REQUIRED WORK: Your answer must be the records below, repeated exactly, with every picture left out.

[AVAILABLE RECORDS Boundary: Start]

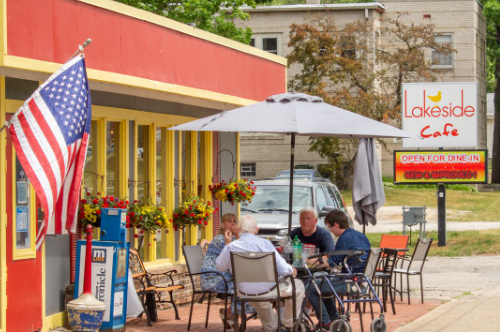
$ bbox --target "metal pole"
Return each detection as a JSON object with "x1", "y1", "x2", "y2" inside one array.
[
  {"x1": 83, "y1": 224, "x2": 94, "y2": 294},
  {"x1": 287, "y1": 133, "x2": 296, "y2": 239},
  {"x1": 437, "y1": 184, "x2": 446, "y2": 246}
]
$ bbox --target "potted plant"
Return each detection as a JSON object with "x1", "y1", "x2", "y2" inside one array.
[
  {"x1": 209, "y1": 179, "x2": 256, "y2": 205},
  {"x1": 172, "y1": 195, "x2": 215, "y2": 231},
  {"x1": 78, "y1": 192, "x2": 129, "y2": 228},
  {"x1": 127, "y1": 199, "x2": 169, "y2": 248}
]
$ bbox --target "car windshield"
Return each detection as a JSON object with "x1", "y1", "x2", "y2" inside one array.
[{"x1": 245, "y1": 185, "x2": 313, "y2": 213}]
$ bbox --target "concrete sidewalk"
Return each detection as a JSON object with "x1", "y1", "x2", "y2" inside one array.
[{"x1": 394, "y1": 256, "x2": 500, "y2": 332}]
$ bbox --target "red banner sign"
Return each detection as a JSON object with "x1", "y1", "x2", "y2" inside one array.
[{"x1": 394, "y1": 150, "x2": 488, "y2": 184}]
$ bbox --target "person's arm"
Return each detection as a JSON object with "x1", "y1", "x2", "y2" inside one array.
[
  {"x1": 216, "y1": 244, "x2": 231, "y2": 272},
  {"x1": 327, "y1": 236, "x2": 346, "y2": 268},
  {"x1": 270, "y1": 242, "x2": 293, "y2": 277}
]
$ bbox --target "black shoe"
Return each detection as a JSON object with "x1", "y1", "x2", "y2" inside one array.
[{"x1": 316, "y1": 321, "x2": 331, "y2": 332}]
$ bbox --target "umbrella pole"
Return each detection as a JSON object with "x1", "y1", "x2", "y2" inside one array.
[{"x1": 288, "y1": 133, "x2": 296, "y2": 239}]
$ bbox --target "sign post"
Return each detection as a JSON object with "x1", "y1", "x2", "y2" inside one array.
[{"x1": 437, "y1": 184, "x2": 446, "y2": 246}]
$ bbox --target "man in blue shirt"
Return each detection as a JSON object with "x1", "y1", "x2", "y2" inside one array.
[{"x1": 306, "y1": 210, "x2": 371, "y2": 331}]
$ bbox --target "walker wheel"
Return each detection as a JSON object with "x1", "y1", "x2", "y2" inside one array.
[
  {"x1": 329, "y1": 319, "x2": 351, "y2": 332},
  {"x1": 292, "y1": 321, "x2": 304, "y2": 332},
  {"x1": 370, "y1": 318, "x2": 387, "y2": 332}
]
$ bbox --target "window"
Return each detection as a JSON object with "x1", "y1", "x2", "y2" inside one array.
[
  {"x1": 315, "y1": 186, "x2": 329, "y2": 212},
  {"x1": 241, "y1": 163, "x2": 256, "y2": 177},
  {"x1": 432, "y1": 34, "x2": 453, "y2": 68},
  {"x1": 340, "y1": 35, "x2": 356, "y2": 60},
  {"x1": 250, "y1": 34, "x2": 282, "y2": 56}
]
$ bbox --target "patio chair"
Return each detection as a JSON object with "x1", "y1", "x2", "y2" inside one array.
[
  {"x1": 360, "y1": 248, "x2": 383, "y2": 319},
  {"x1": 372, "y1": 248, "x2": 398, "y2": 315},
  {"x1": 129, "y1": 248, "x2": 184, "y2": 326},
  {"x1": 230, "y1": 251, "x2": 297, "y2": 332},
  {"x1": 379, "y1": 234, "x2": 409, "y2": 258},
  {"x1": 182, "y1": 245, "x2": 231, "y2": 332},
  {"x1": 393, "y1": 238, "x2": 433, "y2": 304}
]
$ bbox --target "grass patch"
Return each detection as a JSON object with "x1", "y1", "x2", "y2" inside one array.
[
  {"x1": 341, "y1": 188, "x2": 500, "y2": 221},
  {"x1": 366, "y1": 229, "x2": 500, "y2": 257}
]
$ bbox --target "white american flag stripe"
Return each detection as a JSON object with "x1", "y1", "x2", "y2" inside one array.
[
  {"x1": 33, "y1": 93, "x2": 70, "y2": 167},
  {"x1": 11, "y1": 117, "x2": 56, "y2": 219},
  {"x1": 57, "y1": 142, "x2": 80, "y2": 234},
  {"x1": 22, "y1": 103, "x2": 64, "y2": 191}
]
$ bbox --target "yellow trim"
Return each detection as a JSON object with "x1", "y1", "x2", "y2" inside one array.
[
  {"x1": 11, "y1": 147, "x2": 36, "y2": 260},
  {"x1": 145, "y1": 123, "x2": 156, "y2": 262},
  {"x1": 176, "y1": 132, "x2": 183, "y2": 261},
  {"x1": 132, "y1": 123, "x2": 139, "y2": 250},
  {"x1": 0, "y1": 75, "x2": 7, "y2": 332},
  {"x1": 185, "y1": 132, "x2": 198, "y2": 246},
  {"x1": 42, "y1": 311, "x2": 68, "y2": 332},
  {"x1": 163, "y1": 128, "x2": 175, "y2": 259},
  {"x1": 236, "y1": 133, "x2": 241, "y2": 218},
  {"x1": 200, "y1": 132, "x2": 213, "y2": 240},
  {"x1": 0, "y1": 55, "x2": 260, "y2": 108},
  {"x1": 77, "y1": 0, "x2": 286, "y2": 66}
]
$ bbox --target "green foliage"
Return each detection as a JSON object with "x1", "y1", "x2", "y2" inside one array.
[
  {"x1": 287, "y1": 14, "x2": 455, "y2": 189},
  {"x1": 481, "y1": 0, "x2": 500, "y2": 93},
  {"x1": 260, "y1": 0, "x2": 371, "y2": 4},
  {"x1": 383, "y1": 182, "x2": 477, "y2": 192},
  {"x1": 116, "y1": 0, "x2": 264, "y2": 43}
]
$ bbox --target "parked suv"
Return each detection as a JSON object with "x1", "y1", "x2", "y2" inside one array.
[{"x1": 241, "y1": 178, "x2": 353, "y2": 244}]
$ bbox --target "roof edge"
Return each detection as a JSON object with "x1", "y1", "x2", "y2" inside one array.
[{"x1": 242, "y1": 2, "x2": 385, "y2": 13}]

[AVAILABLE RECORDS Boundary: End]

TASK RESULT:
$ bbox --target "metal pole"
Return each detection as a JSON object with "x1", "y1", "x2", "y2" inside one array.
[
  {"x1": 83, "y1": 224, "x2": 94, "y2": 294},
  {"x1": 287, "y1": 133, "x2": 296, "y2": 239},
  {"x1": 437, "y1": 184, "x2": 446, "y2": 246}
]
$ bbox --target "potted plant"
Return each detection as a JSON object with "x1", "y1", "x2", "y2" inside one array.
[
  {"x1": 209, "y1": 179, "x2": 256, "y2": 205},
  {"x1": 172, "y1": 195, "x2": 215, "y2": 231},
  {"x1": 78, "y1": 192, "x2": 129, "y2": 228},
  {"x1": 127, "y1": 199, "x2": 169, "y2": 248}
]
$ bbox --target "car windshield"
Return each detection as a JSON object with "x1", "y1", "x2", "y2" inside one array.
[{"x1": 245, "y1": 185, "x2": 313, "y2": 213}]
$ bbox --target "concrete sidewalk"
Return each detection as a JSON object with "x1", "y1", "x2", "y2" inside one array.
[{"x1": 394, "y1": 256, "x2": 500, "y2": 332}]
$ bbox --target "red banner sign"
Return each detection as a JSON object with "x1", "y1", "x2", "y2" inside one array.
[{"x1": 394, "y1": 150, "x2": 488, "y2": 184}]
$ bbox --target "person's arm"
Return each detection as a JSON object with "x1", "y1", "x2", "y2" inside one array.
[
  {"x1": 216, "y1": 244, "x2": 231, "y2": 272},
  {"x1": 327, "y1": 236, "x2": 346, "y2": 268},
  {"x1": 270, "y1": 242, "x2": 293, "y2": 277}
]
$ bbox --target "black shoe"
Return each detection as a JSON object with "x1", "y1", "x2", "y2" inside one array.
[{"x1": 316, "y1": 321, "x2": 331, "y2": 332}]
$ bbox --target "umbrella pole"
Return each detection as a JSON object with "x1", "y1", "x2", "y2" inside one array.
[{"x1": 288, "y1": 133, "x2": 296, "y2": 239}]
$ bbox --target "sign post"
Return each detection as a JSON object with "x1", "y1", "x2", "y2" inside one array.
[{"x1": 437, "y1": 184, "x2": 446, "y2": 246}]
$ bbox --target "man in blue shirt"
Return each detection as a JSON object with "x1", "y1", "x2", "y2" inside one array.
[{"x1": 306, "y1": 210, "x2": 371, "y2": 331}]
$ bbox --target "walker wheel"
Return each detection as a JSON object with "x1", "y1", "x2", "y2" inside one array.
[
  {"x1": 329, "y1": 319, "x2": 351, "y2": 332},
  {"x1": 292, "y1": 321, "x2": 304, "y2": 332},
  {"x1": 370, "y1": 318, "x2": 387, "y2": 332}
]
$ bbox --target "window"
Return each detection as a JSON object with "x1", "y1", "x2", "y2" inside one array.
[
  {"x1": 315, "y1": 186, "x2": 329, "y2": 212},
  {"x1": 241, "y1": 163, "x2": 256, "y2": 177},
  {"x1": 432, "y1": 34, "x2": 453, "y2": 68},
  {"x1": 340, "y1": 35, "x2": 356, "y2": 60},
  {"x1": 250, "y1": 34, "x2": 282, "y2": 56}
]
$ bbox --target "patio chair"
Return each detection as a JSON object with "x1", "y1", "x2", "y2" inside one array.
[
  {"x1": 360, "y1": 248, "x2": 383, "y2": 319},
  {"x1": 372, "y1": 248, "x2": 398, "y2": 315},
  {"x1": 129, "y1": 248, "x2": 184, "y2": 326},
  {"x1": 230, "y1": 251, "x2": 297, "y2": 332},
  {"x1": 379, "y1": 234, "x2": 409, "y2": 258},
  {"x1": 182, "y1": 245, "x2": 231, "y2": 332},
  {"x1": 393, "y1": 238, "x2": 433, "y2": 304}
]
$ bbox --target "grass patch"
Return each detection as a JSON object with "x1", "y1", "x2", "y2" inside one array.
[
  {"x1": 341, "y1": 188, "x2": 500, "y2": 221},
  {"x1": 366, "y1": 229, "x2": 500, "y2": 257}
]
$ bbox --target "white american flag stripe"
Return each detection as a JSON object with "x1", "y1", "x2", "y2" inside one array.
[
  {"x1": 33, "y1": 93, "x2": 70, "y2": 167},
  {"x1": 11, "y1": 117, "x2": 56, "y2": 219},
  {"x1": 57, "y1": 142, "x2": 80, "y2": 234},
  {"x1": 22, "y1": 103, "x2": 64, "y2": 191}
]
$ bbox --target "yellow trim"
Return each detection as a JSON object with "x1", "y1", "x2", "y2" inside one array.
[
  {"x1": 11, "y1": 147, "x2": 36, "y2": 260},
  {"x1": 145, "y1": 123, "x2": 156, "y2": 262},
  {"x1": 176, "y1": 132, "x2": 183, "y2": 261},
  {"x1": 132, "y1": 123, "x2": 139, "y2": 250},
  {"x1": 0, "y1": 75, "x2": 7, "y2": 332},
  {"x1": 185, "y1": 132, "x2": 198, "y2": 246},
  {"x1": 42, "y1": 311, "x2": 68, "y2": 332},
  {"x1": 163, "y1": 128, "x2": 175, "y2": 259},
  {"x1": 236, "y1": 133, "x2": 241, "y2": 218},
  {"x1": 200, "y1": 132, "x2": 213, "y2": 240},
  {"x1": 0, "y1": 55, "x2": 260, "y2": 108},
  {"x1": 77, "y1": 0, "x2": 286, "y2": 66}
]
$ bbox --target "green foliage"
Return each detection as a JSON object with "x1", "y1", "x2", "y2" inside one array.
[
  {"x1": 287, "y1": 14, "x2": 455, "y2": 189},
  {"x1": 481, "y1": 0, "x2": 500, "y2": 93},
  {"x1": 260, "y1": 0, "x2": 371, "y2": 4},
  {"x1": 383, "y1": 182, "x2": 477, "y2": 192},
  {"x1": 116, "y1": 0, "x2": 264, "y2": 43}
]
$ bbox --target "parked suv"
Return each detection as a JSON object with "x1", "y1", "x2", "y2" inside one array.
[{"x1": 241, "y1": 178, "x2": 353, "y2": 244}]
$ bbox --target "roof edge"
Return each detection as a JSON object with "x1", "y1", "x2", "y2" inside one array.
[{"x1": 242, "y1": 2, "x2": 385, "y2": 13}]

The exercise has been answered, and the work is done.